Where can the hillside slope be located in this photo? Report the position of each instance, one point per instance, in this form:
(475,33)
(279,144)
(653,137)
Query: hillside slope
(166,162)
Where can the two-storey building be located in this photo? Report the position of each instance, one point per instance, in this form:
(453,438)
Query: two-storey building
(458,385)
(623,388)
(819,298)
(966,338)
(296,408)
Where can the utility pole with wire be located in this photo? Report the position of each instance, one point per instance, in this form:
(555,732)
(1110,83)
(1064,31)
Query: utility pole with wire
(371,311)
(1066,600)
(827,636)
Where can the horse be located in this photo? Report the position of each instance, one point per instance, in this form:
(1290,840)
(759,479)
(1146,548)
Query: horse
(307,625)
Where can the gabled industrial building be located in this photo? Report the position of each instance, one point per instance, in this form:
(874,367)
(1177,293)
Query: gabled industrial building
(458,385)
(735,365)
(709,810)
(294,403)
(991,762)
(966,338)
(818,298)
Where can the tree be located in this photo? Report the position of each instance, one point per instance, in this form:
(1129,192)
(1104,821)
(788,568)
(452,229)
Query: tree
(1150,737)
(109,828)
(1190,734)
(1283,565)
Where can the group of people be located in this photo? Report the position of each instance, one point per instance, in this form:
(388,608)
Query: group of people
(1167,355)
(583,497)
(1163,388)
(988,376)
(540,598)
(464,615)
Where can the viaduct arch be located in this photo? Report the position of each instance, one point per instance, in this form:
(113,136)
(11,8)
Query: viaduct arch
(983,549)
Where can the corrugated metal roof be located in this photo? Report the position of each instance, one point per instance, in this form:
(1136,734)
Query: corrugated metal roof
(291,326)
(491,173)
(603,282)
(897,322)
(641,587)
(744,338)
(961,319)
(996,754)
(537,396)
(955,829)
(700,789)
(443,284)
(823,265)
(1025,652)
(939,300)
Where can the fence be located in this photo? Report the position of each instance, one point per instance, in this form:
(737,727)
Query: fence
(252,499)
= = = = =
# Instructions to follow
Copy every line above without changes.

# Answer section
Where can the hillside slope be located in this photo? Report the position of each instance, one point per instance, in this form:
(475,33)
(279,144)
(653,137)
Query: hillside slope
(166,162)
Where can the two-storey building be located in this photo? Report the position of each instance, one point per instance, in this form:
(453,438)
Query: two-storey building
(458,385)
(623,388)
(819,298)
(966,338)
(296,408)
Where can the utility pole with wire be located in this photo? Report the position of each instance, one point per instance, in this form:
(555,732)
(1110,83)
(1064,31)
Query: utility pole with wire
(371,311)
(1066,600)
(827,636)
Where can the horse be located in this photo? Report the position of each instance, one point per instance, in this form:
(1290,840)
(759,479)
(1146,548)
Query: horse
(307,625)
Where can the gabled industrial building be located in this photo? Report the position of each instance, one point per instance, in this form:
(874,367)
(1177,293)
Query: gabled industrial building
(458,385)
(735,365)
(709,810)
(294,403)
(991,762)
(966,338)
(818,298)
Where can the tree be located in this photo? Report the position of each instance, one point per instance, in this form:
(1129,192)
(1104,821)
(788,568)
(452,229)
Query: tree
(1150,737)
(109,828)
(1190,734)
(1283,565)
Where can the group of people be located in this photo? Report the position of each instance, one point per instance, in this form:
(388,608)
Query: group of people
(1167,355)
(583,497)
(1163,388)
(988,376)
(540,598)
(464,615)
Where can the viaduct arch be located in this photo? Report the position of each instance, one point per instance, in this form:
(113,136)
(11,8)
Query: viaduct arch
(983,549)
Where can the corrugated metal roof be located in this photo? Report the position of each instance, one point per instance, in this form:
(1136,734)
Query: corrugated metal roof
(291,326)
(491,173)
(603,282)
(897,322)
(641,587)
(744,338)
(961,319)
(996,754)
(537,396)
(955,829)
(700,789)
(443,284)
(823,265)
(1025,652)
(939,300)
Where can the fence be located in this photo? Report the position of each instance, one point per instance, in this form:
(737,727)
Query: fence
(252,499)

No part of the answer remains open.